### Ваше задание
Повторите дословно часть фрагмента текста, начиная со слов «Подобно тому как» и заканчивая словами «Альбер. Сталин!».

### Фрагмент текста
—————
Подобно тому как апофеозом «Ильи Головина» стало исполнение кантаты о Сталине («Люди советские насмерть стояли, / Жизни своей не щадя. / В битвах, как знамя, они поднимали / Имя родного вождя»), в финале пьесы «Наш сад» в дом Дюбуа являются «делегаты народа». Они хотят увидеть новое полотно художника: «Народ Парижа знает о вашей картине. Городской комитет французской коммунистической партии издал специальный выпуск, посвященный вам, замечательному художнику Франции. Народ хочет видеть вашу картину». Пьер подходит к стене, расшнуровывает холст, он быстро вздымается вверх. Лучи прожектора заливают светом большую картину, на которой изображен стоящий во весь рост Сталин. В лучших традициях соцреалистической драматургии пьеса завершается всенародным ликованием.
Альбер. Сталин!
Жан. Сталин!
Пьер. Да, Сталин! Великий Сталин! (Лица всех обращены к картине.)
—————
[Строки из набора данных]
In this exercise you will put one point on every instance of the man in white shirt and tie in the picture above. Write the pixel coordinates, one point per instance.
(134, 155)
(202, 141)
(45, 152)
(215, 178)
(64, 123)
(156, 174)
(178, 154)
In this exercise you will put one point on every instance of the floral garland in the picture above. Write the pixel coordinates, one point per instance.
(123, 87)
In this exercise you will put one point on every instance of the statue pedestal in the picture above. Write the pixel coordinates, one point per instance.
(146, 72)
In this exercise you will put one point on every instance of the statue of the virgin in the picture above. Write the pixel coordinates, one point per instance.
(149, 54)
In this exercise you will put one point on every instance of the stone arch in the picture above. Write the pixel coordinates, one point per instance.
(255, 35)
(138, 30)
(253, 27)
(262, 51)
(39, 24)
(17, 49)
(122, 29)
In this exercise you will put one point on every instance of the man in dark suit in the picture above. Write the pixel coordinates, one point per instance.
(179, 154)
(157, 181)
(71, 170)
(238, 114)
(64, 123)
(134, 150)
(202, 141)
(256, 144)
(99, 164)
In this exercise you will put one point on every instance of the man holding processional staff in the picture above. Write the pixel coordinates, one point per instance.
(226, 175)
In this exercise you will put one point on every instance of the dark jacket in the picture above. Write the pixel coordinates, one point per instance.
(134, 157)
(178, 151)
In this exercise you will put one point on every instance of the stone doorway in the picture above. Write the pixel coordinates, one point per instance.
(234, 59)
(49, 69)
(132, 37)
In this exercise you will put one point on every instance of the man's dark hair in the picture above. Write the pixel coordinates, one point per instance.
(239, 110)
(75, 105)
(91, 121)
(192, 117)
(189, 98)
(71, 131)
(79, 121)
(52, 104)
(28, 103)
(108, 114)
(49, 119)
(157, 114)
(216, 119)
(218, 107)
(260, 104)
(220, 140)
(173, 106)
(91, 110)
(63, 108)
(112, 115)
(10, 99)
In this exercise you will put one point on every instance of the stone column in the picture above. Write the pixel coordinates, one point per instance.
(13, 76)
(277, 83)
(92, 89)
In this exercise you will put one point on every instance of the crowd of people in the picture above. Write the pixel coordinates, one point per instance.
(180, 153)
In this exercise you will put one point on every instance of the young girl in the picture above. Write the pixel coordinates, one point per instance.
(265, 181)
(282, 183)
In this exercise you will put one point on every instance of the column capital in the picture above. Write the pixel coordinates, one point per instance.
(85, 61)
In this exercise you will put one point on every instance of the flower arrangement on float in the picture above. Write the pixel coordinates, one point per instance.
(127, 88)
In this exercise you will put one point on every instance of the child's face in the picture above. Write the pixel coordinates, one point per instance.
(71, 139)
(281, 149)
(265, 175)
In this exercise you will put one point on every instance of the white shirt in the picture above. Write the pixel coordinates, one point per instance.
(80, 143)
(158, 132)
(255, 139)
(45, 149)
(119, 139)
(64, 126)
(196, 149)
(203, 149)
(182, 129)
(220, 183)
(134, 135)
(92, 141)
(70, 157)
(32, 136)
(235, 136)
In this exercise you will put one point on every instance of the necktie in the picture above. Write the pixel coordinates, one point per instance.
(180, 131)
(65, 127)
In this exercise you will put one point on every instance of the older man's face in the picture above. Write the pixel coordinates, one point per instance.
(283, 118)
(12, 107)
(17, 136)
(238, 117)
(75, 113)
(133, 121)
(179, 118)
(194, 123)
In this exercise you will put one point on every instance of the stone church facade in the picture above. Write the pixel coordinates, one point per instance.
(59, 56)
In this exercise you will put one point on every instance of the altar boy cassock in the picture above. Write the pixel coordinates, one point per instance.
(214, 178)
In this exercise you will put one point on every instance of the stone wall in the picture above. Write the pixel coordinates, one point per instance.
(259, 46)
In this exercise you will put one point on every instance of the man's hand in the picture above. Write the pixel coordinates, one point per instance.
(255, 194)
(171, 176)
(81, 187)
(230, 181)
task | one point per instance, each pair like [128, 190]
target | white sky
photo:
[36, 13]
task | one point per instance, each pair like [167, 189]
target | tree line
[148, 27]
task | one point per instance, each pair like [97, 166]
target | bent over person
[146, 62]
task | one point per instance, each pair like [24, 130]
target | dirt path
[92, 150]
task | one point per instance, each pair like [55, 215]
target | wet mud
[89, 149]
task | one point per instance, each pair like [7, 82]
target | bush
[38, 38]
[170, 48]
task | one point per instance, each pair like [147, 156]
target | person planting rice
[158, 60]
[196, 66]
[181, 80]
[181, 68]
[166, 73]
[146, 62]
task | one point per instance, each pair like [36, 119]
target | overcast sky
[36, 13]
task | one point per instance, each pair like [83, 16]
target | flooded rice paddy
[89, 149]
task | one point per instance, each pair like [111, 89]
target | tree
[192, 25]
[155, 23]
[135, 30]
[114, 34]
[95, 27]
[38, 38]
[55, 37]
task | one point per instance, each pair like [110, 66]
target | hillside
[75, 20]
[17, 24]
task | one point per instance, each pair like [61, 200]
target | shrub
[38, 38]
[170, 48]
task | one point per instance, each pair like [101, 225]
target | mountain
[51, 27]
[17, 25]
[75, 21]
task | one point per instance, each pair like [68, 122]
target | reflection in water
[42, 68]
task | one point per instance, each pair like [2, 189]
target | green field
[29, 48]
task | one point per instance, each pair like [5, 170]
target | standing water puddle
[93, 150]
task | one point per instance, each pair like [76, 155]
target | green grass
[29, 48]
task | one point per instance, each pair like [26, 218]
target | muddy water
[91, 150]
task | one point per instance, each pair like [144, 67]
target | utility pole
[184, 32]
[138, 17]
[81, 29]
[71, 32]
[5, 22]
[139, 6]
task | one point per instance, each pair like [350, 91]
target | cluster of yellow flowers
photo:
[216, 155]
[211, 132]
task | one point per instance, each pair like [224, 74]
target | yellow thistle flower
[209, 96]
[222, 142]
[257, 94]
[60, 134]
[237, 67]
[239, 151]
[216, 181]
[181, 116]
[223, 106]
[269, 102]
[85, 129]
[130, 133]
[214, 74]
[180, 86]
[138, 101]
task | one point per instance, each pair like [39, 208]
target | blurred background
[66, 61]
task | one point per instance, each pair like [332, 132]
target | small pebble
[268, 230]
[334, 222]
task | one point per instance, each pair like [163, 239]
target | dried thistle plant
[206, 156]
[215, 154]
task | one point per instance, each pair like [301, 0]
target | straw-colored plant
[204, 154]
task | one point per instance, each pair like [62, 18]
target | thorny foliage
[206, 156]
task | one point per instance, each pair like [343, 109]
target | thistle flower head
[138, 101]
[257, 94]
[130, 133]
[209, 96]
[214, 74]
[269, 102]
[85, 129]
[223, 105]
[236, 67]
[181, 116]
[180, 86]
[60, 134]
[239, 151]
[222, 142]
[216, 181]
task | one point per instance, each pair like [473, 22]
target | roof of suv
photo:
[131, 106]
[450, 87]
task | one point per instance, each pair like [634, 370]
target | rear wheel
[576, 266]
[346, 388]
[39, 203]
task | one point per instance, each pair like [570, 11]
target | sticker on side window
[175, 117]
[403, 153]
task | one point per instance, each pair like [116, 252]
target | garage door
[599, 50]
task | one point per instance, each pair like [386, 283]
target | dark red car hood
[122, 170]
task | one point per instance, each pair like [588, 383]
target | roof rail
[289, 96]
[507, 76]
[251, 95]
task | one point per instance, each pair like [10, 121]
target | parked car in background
—————
### Письменный ответ
Подобно тому как апофеозом «Ильи Головина» стало исполнение кантаты о Сталине («Люди советские насмерть стояли, / Жизни своей не щадя. / В битвах, как знамя, они поднимали / Имя родного вождя»), в финале пьесы «Наш сад» в дом Дюбуа являются «делегаты народа». Они хотят увидеть новое полотно художника: «Народ Парижа знает о вашей картине. Городской комитет французской коммунистической партии издал специальный выпуск, посвященный вам, замечательному художнику Франции. Народ хочет видеть вашу картину». Пьер подходит к стене, расшнуровывает холст, он быстро вздымается вверх. Лучи прожектора заливают светом большую картину, на которой изображен стоящий во весь рост Сталин. В лучших традициях соцреалистической драматургии пьеса завершается всенародным ликованием.
Альбер. Сталин!